- _Exercise prompt_
Would you retype the listing below word for word, without any of its pictures?

- _Records shown_
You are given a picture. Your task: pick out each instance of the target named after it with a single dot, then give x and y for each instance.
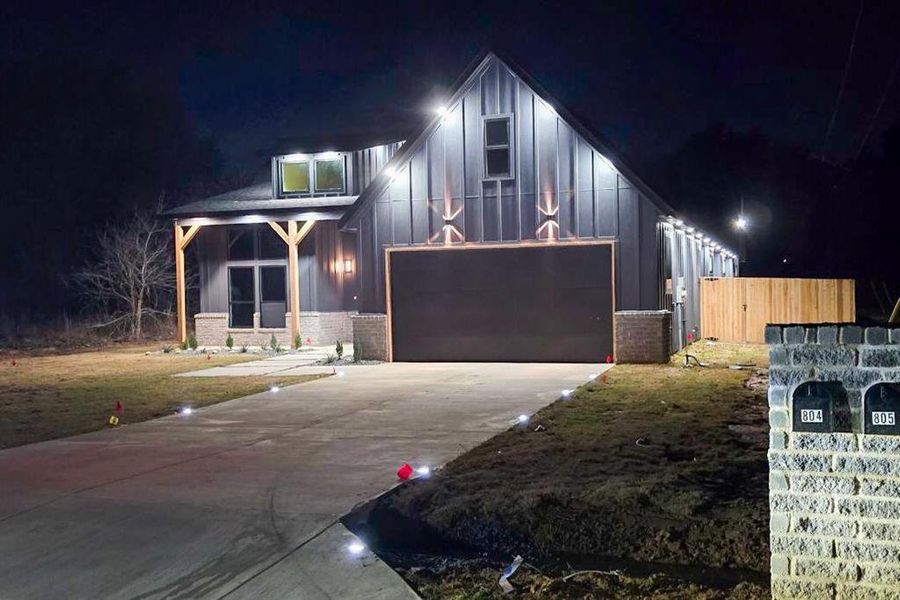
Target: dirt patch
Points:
(653, 465)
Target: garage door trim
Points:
(501, 246)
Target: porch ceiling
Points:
(255, 204)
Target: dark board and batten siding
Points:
(440, 193)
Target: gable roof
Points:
(481, 63)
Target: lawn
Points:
(656, 475)
(46, 397)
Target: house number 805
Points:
(883, 418)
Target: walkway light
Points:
(356, 548)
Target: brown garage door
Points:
(548, 304)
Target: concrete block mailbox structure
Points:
(834, 461)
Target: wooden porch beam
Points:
(292, 238)
(191, 233)
(280, 231)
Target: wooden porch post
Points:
(294, 266)
(292, 237)
(182, 239)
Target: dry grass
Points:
(652, 464)
(46, 397)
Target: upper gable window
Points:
(330, 175)
(295, 177)
(498, 150)
(311, 174)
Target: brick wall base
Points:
(370, 336)
(316, 328)
(643, 336)
(834, 497)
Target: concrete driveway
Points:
(241, 499)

- _Task answer_
You are given a picture. Your task: pick out each instance of the target named after it with a single dot, then give x and y for each instance.
Target: dirt patch
Points:
(653, 465)
Target: garage door trim
Points:
(501, 246)
Target: porch ceiling
Points:
(255, 204)
Target: dark board and batten siding
Points:
(440, 193)
Target: gable roof
Points:
(481, 63)
Target: lawn
Points:
(656, 475)
(46, 397)
Target: house number 805
Points:
(883, 418)
Target: walkway light
Points:
(356, 548)
Target: brown garage door
Points:
(548, 304)
Target: concrete block mailbox structure
Points:
(834, 461)
Target: wooden porch beam
Points:
(292, 238)
(191, 233)
(280, 231)
Target: wooden porch post
Points:
(294, 266)
(292, 237)
(182, 239)
Target: dry grass
Points:
(652, 464)
(46, 397)
Target: upper gable window
Points:
(330, 175)
(295, 177)
(498, 150)
(311, 174)
Target: brick wall base
Points:
(370, 336)
(316, 328)
(643, 336)
(834, 497)
Target: concrete driveway
Points:
(241, 499)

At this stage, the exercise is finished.